▶ WHAT IS BEING ASKED:
Only what runs from the line with "point(53, 555)" to the final line of the records below should be given again, word for word.

(EXERCISE DATA)

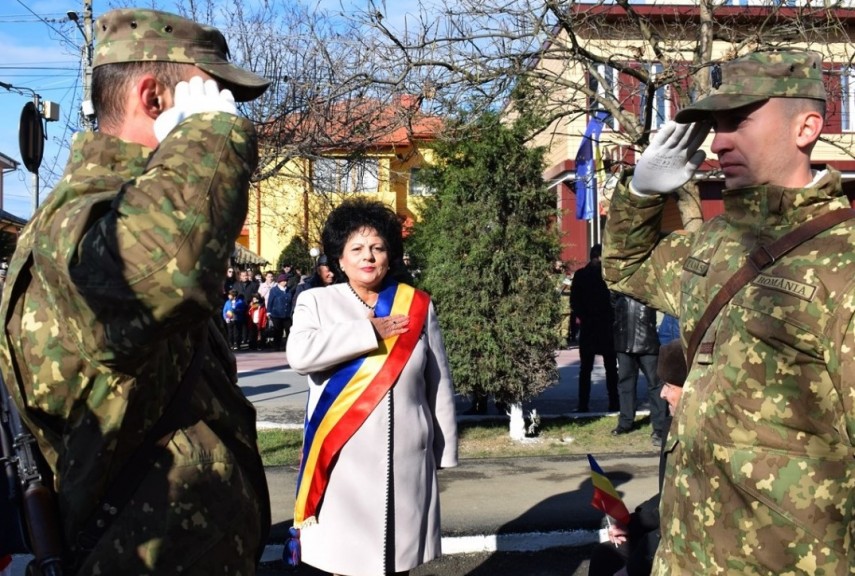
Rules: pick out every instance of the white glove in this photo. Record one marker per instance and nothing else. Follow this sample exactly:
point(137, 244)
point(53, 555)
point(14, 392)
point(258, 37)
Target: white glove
point(671, 158)
point(193, 97)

(End EXERCISE DATA)

▶ ANSWER FOR THIS EXERCISE:
point(53, 555)
point(14, 392)
point(258, 37)
Target: white glove
point(671, 158)
point(193, 97)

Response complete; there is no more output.